* WORK TASK *
Tally the lines below that include the string "motor". Reply with the total only.
━━━ EXCERPTED DATA ━━━
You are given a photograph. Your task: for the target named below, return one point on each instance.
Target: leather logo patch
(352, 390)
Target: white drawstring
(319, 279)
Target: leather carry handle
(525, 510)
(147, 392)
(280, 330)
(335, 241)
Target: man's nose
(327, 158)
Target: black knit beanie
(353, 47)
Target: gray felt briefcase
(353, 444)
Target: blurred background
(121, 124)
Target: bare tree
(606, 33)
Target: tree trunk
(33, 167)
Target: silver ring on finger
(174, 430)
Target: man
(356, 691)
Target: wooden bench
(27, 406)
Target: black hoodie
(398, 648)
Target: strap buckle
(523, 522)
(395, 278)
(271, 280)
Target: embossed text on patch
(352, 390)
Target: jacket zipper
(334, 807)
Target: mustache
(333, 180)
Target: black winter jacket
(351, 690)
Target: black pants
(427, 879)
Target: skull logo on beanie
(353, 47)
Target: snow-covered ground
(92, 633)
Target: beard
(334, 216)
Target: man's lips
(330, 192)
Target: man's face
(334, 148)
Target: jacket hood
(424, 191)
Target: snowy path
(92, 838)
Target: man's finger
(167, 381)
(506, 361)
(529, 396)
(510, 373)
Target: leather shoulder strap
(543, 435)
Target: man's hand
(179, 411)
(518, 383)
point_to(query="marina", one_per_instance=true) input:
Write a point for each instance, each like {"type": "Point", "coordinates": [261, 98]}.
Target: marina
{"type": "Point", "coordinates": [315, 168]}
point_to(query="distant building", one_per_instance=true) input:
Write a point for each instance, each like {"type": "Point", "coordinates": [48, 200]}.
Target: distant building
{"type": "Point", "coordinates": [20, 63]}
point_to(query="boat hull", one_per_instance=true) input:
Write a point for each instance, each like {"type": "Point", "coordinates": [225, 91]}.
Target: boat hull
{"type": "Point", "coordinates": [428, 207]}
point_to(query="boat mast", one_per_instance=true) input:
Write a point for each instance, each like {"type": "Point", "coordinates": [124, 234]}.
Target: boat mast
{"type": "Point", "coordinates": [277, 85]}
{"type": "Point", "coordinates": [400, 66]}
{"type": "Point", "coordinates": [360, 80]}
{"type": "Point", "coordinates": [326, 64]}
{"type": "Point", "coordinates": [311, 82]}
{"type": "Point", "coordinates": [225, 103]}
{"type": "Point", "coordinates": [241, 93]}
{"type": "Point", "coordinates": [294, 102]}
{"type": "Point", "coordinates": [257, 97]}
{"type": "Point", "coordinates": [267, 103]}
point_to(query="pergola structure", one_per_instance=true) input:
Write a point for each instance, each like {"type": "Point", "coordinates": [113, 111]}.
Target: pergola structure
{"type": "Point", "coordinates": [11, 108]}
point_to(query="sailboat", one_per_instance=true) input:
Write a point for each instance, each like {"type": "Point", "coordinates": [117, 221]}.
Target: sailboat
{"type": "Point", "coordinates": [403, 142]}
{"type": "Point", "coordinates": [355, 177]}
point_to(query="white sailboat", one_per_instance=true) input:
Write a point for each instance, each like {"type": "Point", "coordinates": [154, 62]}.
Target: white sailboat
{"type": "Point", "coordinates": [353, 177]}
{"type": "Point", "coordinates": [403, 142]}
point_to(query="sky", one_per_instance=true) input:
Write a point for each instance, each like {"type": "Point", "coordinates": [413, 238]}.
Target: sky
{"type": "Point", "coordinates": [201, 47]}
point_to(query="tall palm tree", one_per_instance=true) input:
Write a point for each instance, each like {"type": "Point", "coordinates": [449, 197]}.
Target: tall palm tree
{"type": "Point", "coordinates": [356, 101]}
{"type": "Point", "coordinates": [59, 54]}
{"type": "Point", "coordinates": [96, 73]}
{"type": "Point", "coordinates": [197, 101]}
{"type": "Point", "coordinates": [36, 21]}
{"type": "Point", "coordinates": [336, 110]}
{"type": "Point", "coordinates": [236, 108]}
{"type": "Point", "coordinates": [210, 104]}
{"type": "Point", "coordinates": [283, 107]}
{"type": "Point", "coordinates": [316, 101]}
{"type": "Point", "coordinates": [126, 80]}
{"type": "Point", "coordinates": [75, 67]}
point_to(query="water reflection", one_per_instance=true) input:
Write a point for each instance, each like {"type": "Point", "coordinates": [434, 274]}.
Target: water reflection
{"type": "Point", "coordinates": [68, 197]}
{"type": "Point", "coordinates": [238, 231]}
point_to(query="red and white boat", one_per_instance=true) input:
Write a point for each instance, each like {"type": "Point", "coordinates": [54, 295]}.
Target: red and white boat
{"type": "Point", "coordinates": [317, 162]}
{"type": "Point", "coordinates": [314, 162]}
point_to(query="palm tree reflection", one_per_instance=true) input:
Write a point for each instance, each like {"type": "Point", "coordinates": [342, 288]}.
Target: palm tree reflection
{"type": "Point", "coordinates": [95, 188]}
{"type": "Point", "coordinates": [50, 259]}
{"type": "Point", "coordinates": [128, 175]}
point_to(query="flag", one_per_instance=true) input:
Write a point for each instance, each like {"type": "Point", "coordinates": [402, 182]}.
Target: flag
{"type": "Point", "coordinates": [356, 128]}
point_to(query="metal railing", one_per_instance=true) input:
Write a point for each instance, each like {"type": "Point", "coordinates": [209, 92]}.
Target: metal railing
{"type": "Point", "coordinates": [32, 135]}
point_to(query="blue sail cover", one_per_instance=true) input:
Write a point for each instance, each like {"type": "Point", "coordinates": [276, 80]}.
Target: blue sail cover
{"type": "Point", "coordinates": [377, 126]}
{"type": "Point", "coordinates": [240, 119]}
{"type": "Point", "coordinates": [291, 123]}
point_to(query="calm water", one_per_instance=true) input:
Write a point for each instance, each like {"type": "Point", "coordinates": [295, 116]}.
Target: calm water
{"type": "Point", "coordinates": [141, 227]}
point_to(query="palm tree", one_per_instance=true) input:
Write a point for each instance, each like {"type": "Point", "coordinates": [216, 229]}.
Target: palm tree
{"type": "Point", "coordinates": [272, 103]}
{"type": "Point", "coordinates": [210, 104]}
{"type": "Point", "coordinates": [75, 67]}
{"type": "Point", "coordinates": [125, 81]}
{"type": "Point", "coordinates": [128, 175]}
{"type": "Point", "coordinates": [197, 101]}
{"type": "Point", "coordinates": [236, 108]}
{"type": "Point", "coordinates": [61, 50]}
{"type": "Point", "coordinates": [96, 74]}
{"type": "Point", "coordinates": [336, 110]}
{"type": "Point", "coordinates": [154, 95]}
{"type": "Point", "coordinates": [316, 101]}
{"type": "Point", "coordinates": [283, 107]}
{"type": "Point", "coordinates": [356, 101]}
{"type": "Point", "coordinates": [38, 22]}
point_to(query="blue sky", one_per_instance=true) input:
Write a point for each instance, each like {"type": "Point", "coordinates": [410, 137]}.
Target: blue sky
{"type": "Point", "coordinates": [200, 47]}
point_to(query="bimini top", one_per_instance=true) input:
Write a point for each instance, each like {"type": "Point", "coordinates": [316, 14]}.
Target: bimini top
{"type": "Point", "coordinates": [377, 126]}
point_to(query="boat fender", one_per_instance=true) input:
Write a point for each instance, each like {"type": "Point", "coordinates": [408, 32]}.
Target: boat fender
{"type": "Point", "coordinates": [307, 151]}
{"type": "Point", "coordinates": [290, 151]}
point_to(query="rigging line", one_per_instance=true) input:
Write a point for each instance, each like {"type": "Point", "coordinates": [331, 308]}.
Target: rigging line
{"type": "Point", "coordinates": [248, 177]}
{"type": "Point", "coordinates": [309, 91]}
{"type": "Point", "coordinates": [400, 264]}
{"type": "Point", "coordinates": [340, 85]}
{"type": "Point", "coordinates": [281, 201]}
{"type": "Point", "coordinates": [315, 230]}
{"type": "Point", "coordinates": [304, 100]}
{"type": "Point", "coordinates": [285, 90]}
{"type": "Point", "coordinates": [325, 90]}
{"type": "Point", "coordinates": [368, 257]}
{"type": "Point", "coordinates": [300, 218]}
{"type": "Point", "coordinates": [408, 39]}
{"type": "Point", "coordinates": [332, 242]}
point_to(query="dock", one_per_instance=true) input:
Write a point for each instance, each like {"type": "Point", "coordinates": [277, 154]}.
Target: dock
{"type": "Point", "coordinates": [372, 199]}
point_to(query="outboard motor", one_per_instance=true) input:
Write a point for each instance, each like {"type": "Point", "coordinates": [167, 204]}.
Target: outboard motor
━━━
* RESULT *
2